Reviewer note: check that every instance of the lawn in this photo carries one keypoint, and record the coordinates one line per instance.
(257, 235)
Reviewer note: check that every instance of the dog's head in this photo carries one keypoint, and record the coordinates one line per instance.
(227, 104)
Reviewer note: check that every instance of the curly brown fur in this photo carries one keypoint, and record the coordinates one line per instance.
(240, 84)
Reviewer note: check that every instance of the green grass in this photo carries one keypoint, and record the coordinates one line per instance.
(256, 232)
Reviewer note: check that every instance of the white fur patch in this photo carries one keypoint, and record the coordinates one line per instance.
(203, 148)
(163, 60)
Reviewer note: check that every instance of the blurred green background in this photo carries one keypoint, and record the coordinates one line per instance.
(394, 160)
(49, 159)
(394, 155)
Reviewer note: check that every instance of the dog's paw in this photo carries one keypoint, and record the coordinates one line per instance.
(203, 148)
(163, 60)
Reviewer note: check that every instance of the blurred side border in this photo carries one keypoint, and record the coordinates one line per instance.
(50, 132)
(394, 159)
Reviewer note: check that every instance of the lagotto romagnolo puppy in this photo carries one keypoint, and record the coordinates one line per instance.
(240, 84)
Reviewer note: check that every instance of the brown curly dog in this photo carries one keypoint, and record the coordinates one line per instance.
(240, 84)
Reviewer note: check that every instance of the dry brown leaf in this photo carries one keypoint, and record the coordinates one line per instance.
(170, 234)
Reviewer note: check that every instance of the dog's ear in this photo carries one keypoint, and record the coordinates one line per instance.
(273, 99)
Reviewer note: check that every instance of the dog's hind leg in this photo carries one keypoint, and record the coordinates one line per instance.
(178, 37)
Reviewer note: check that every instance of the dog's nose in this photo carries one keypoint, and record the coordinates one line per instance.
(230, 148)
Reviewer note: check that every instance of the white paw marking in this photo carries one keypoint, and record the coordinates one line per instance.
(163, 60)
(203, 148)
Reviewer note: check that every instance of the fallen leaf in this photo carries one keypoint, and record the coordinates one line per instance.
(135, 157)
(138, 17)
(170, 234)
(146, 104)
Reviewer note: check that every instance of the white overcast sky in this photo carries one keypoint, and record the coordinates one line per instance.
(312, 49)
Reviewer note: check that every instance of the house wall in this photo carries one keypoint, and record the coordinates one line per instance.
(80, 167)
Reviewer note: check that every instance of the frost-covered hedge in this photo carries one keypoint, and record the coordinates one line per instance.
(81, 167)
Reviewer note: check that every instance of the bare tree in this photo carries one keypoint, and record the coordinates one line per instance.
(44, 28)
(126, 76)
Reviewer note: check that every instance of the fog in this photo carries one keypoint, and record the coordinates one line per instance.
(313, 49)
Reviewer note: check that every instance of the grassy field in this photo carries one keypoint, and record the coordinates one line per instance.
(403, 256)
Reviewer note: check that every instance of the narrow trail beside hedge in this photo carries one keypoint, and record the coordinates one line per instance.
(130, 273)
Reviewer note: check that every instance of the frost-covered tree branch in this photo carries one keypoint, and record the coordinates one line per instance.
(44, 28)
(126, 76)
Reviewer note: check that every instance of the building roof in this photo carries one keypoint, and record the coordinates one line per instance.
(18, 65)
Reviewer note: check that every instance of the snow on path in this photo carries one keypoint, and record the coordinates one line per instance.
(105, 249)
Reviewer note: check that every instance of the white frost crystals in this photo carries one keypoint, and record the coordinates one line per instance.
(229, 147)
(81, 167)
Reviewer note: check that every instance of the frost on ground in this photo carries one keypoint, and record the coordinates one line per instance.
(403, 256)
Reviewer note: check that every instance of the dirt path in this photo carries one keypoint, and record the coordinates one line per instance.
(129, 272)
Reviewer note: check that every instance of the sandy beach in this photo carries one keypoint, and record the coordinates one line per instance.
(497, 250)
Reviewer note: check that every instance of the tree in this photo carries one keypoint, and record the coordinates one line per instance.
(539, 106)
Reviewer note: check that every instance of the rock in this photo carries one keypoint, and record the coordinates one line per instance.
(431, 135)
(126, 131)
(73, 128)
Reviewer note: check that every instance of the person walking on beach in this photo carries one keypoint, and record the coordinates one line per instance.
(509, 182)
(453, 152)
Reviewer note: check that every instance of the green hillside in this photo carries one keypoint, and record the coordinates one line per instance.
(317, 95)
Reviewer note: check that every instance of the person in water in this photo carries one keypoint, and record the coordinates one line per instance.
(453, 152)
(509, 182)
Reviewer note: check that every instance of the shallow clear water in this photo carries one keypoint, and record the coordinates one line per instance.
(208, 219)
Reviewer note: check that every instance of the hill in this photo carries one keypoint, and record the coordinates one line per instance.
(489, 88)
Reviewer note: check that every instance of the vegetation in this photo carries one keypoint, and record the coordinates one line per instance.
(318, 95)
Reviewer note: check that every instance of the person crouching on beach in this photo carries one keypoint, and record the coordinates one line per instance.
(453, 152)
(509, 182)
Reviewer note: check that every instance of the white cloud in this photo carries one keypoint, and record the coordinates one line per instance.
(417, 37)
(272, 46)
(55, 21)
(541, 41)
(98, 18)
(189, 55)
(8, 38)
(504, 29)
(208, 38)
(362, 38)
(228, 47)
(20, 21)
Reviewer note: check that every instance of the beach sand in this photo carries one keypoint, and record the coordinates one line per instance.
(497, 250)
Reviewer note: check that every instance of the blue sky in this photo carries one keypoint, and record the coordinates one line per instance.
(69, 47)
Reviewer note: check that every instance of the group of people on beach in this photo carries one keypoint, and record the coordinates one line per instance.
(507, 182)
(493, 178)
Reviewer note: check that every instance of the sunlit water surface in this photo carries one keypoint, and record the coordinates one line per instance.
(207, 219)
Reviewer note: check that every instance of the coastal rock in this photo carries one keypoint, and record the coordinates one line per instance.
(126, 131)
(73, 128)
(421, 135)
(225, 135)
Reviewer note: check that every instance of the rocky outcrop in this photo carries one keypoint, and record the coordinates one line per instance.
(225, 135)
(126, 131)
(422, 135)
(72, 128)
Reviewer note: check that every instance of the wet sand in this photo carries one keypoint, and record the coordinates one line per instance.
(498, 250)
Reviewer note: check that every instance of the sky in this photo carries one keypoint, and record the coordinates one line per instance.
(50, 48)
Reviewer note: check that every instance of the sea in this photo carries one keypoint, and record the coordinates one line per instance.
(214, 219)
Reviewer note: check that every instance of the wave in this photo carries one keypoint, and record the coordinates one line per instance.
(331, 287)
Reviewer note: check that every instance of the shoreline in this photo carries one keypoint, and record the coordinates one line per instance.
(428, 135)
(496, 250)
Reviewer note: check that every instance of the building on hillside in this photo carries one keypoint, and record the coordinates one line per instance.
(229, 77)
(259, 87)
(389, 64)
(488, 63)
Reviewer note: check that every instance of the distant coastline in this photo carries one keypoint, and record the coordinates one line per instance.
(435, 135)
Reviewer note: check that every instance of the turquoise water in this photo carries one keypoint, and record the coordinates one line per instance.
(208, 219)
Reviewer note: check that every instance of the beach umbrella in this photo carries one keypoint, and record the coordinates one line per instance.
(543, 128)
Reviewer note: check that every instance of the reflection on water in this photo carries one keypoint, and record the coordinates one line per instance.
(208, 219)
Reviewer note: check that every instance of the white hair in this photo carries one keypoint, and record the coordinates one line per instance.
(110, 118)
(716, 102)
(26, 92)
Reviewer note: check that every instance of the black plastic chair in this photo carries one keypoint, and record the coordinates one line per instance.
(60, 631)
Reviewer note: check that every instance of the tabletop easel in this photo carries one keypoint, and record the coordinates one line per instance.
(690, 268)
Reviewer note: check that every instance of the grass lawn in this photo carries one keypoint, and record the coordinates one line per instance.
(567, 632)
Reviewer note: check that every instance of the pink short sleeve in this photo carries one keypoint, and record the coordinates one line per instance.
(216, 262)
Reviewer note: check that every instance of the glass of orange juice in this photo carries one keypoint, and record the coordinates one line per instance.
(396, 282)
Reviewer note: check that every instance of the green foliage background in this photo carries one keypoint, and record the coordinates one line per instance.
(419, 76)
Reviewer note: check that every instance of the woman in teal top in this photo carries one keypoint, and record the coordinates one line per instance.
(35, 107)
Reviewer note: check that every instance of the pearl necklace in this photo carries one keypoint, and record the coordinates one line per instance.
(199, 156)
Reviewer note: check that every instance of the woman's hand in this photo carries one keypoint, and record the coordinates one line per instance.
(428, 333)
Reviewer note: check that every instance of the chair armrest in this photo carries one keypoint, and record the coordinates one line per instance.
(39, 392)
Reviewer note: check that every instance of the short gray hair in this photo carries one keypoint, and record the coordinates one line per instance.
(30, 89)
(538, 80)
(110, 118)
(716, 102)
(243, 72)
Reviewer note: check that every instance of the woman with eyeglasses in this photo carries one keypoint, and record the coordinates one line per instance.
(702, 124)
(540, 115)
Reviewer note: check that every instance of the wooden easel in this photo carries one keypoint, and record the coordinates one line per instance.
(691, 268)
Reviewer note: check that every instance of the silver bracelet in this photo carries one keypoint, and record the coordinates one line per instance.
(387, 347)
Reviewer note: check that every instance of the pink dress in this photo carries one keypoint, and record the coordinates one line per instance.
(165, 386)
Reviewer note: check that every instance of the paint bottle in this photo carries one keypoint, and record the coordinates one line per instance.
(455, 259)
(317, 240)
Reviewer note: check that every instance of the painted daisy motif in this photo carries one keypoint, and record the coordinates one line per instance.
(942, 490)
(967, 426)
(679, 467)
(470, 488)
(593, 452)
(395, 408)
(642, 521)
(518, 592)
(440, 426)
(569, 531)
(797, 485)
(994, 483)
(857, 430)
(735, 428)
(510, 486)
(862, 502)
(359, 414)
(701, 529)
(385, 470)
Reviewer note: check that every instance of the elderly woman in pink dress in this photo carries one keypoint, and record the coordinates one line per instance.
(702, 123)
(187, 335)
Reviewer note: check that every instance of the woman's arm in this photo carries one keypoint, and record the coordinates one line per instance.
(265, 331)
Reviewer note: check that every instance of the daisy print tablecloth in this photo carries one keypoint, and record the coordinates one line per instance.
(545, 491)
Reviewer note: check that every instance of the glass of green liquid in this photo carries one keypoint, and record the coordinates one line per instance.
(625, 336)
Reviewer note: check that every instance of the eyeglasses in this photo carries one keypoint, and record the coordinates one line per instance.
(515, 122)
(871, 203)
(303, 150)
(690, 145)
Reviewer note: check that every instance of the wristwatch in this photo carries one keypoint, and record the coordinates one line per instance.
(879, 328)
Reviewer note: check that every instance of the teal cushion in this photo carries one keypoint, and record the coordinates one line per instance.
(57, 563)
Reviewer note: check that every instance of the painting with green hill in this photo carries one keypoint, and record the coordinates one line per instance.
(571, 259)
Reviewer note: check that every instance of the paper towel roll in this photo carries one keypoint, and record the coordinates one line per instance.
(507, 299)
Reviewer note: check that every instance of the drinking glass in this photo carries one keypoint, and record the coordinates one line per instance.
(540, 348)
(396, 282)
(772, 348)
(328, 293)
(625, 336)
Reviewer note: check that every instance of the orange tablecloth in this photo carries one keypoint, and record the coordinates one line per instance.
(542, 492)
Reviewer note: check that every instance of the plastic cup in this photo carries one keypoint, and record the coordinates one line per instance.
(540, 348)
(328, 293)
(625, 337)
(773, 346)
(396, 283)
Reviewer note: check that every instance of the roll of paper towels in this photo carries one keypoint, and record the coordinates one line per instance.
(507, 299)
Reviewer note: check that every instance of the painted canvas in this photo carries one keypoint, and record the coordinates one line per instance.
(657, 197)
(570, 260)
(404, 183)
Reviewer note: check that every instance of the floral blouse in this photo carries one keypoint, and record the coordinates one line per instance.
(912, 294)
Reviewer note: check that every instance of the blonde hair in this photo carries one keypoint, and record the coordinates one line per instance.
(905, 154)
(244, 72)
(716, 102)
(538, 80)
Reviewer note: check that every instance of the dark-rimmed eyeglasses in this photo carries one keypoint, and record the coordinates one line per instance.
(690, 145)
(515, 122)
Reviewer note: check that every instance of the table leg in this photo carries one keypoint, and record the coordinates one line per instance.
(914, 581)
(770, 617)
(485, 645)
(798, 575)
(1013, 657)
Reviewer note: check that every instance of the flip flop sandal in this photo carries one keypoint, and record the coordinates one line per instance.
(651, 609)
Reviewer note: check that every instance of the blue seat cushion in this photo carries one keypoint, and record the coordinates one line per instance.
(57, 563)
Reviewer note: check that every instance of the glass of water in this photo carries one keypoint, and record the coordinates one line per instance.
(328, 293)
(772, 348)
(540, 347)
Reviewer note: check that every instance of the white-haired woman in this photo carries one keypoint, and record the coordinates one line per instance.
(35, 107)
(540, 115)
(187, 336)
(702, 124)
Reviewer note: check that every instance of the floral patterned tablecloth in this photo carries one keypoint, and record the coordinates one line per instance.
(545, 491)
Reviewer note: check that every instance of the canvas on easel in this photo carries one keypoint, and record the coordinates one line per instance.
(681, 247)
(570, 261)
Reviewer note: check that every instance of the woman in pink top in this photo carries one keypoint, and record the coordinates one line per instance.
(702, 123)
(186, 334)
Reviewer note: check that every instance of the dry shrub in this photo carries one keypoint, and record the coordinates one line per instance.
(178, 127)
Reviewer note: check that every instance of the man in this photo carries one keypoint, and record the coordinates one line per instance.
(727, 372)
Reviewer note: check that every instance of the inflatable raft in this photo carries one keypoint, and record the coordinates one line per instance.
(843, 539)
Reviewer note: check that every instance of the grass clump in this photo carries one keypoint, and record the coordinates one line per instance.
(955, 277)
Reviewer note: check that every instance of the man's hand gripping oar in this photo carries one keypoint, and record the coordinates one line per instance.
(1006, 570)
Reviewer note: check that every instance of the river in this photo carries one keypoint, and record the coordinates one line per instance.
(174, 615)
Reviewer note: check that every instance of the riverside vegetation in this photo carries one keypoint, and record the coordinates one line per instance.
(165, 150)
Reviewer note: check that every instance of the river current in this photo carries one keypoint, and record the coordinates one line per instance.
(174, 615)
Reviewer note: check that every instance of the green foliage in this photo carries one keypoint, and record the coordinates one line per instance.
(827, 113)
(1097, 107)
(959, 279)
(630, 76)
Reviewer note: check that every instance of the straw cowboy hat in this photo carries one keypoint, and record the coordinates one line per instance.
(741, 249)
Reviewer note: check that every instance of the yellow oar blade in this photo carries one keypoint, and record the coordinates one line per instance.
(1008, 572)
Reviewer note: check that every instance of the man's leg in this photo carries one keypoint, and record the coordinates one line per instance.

_Required work_
Copy out everything in the entries above from the line containing "Reviewer note: check that every instance of the table leg" down to the line containing "(1013, 657)", both of those lines included, reproducing each line without any change.

_Task answer_
Reviewer note: check that every instance of the table leg in this photo carries one keypoint, and record the coordinates one line per instance.
(914, 581)
(770, 617)
(485, 645)
(798, 575)
(1013, 657)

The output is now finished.